» **YOUR OBJECTIVE**
Give back the line where "the white shipping" appears and all the lines after it until the listing ends, unchanged and with nothing else.

» **DATA IN THIS EXERCISE**
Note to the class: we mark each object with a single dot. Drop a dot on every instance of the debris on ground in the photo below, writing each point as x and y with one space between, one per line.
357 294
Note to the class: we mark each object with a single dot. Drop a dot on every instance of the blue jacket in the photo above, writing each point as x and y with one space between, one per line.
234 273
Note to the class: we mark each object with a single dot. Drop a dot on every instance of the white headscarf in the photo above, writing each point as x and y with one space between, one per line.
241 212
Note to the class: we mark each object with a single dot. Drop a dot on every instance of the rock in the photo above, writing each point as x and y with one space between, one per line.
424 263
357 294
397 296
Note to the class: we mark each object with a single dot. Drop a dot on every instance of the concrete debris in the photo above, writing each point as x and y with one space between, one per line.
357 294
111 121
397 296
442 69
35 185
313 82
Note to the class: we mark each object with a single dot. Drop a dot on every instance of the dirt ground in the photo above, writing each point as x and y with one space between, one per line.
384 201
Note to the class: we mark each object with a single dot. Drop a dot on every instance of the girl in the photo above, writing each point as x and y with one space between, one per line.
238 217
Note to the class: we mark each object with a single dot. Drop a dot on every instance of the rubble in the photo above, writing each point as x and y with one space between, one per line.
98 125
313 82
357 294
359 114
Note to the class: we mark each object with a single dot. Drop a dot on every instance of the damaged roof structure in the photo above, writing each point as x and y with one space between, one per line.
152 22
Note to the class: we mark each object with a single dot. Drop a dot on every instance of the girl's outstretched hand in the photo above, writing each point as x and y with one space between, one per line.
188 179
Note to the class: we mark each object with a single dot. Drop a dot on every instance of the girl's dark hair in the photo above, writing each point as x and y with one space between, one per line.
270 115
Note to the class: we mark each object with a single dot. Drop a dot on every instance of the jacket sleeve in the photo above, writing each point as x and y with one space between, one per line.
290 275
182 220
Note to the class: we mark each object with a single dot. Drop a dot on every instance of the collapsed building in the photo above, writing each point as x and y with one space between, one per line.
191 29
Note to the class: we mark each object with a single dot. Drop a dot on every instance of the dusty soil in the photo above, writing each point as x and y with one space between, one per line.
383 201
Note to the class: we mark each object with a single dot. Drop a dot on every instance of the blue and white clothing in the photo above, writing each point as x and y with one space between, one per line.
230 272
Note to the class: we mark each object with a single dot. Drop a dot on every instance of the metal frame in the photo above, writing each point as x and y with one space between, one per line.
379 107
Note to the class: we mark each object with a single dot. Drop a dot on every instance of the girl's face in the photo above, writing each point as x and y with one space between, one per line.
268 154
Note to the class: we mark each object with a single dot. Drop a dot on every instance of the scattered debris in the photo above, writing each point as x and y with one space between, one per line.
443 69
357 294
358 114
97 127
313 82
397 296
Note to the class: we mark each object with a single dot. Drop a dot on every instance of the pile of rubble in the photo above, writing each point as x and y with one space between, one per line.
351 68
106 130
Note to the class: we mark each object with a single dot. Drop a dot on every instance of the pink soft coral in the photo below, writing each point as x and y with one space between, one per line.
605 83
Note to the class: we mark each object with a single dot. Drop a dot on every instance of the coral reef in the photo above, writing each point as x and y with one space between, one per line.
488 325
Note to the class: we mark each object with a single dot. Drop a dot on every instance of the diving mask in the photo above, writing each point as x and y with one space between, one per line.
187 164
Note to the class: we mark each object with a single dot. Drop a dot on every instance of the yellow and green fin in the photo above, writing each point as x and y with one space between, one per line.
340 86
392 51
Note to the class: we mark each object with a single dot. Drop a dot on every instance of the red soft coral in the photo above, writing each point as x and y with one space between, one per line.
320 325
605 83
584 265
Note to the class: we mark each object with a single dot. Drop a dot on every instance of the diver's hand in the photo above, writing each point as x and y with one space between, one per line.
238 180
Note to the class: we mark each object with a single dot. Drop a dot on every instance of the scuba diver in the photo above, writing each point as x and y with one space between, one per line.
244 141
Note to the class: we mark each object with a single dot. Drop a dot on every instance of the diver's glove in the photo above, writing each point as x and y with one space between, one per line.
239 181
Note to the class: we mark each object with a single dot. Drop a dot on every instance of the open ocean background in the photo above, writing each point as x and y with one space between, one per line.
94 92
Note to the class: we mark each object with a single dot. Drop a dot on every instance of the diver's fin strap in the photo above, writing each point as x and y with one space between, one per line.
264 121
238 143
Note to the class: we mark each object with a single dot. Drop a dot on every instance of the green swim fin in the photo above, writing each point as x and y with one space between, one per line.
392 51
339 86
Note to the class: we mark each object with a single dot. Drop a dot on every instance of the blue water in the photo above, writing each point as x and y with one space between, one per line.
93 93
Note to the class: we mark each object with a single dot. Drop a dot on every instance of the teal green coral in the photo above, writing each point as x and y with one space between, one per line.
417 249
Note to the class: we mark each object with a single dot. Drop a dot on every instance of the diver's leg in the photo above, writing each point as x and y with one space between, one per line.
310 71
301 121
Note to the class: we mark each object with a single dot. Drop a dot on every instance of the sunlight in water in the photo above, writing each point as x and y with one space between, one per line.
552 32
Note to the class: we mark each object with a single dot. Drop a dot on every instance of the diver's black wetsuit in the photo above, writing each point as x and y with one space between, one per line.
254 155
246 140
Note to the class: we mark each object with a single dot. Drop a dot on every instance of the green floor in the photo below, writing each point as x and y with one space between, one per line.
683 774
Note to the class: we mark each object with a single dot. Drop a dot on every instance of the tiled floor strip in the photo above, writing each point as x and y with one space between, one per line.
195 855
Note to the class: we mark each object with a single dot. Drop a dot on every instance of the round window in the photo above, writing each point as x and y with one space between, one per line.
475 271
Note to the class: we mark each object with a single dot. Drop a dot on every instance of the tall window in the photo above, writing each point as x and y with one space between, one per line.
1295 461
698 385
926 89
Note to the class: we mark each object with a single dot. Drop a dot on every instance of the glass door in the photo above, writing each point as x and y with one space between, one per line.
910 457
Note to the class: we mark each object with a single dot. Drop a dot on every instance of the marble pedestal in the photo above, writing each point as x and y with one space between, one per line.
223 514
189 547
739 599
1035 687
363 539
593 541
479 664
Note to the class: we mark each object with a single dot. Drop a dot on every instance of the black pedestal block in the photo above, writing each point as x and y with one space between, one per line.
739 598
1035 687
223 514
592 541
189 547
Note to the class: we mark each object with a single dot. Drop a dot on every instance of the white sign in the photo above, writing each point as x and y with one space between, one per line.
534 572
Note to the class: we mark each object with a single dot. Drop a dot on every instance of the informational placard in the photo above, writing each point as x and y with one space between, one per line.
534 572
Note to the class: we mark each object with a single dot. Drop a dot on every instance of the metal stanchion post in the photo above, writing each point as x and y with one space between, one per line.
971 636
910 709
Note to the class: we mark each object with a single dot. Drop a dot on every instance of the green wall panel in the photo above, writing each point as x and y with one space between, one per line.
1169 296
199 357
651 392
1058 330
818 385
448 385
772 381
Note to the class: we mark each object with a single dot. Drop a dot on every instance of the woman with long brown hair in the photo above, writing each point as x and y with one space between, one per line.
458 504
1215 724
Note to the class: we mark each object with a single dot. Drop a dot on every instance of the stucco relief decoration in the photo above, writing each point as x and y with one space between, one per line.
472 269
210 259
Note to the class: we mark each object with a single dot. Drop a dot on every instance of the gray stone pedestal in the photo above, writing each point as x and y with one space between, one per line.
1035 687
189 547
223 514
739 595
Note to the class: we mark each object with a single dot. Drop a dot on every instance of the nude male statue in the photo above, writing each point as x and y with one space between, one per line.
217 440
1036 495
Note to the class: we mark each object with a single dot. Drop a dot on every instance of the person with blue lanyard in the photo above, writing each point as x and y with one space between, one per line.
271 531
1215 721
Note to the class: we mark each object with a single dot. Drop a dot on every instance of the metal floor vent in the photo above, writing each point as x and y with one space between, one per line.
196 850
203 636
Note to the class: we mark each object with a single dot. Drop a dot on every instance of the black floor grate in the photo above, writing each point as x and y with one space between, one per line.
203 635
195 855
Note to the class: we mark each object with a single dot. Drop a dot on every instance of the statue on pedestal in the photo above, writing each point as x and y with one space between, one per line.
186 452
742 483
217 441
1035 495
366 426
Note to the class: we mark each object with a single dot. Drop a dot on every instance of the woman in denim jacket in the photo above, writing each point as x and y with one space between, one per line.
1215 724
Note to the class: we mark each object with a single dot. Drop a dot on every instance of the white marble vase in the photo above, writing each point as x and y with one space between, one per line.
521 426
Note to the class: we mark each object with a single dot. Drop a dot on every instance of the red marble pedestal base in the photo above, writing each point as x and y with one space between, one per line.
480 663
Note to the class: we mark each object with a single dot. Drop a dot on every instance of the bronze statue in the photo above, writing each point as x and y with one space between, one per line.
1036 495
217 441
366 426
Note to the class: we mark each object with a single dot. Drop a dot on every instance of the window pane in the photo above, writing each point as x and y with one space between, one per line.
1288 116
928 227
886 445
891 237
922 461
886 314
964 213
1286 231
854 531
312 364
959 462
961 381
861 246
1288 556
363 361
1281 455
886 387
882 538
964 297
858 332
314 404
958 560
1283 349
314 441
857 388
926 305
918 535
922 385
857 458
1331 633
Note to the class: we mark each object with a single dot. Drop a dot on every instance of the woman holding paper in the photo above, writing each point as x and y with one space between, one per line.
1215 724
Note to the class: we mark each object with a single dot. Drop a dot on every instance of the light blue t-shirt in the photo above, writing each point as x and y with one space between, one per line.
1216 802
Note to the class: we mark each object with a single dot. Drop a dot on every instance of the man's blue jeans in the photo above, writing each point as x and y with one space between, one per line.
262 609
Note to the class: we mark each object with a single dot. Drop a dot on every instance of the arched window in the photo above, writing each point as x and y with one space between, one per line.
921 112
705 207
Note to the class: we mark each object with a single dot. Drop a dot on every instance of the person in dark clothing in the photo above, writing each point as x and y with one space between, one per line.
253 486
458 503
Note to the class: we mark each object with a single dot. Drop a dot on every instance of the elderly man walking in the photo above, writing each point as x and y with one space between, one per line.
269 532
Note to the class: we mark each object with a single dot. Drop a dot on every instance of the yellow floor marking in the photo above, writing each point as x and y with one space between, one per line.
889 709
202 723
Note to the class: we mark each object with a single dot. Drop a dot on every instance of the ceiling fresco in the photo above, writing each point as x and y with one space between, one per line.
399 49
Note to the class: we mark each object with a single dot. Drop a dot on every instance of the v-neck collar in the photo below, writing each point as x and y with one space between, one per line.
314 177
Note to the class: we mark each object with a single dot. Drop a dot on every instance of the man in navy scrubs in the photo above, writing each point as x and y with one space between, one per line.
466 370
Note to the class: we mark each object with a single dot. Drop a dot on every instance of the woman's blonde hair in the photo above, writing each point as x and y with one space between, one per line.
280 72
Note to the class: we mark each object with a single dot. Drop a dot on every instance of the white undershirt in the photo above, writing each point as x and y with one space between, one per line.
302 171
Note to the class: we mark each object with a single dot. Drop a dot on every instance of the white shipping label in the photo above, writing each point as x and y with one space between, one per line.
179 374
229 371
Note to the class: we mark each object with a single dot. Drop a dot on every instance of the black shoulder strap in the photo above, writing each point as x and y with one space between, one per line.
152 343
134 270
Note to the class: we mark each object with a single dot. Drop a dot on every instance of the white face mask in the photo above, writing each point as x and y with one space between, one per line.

» **RIGHT ANSWER**
Note to the class: we mark each object with a single dot. Drop a dot on every instance of the white shipping label in the photo above, writing each point as x and y with one space between, one per line.
179 374
229 371
Note to the class: we mark each object with a single dot. Drop a dot on every instance of the black shoulder strap in the photo above, writing each point as x and y with one space between, one per line.
152 343
134 270
Note to the class: we mark each object with a single dot. Drop a dot on every instance of the white face mask in the photo above, writing each point as x and y with one space between, one per line.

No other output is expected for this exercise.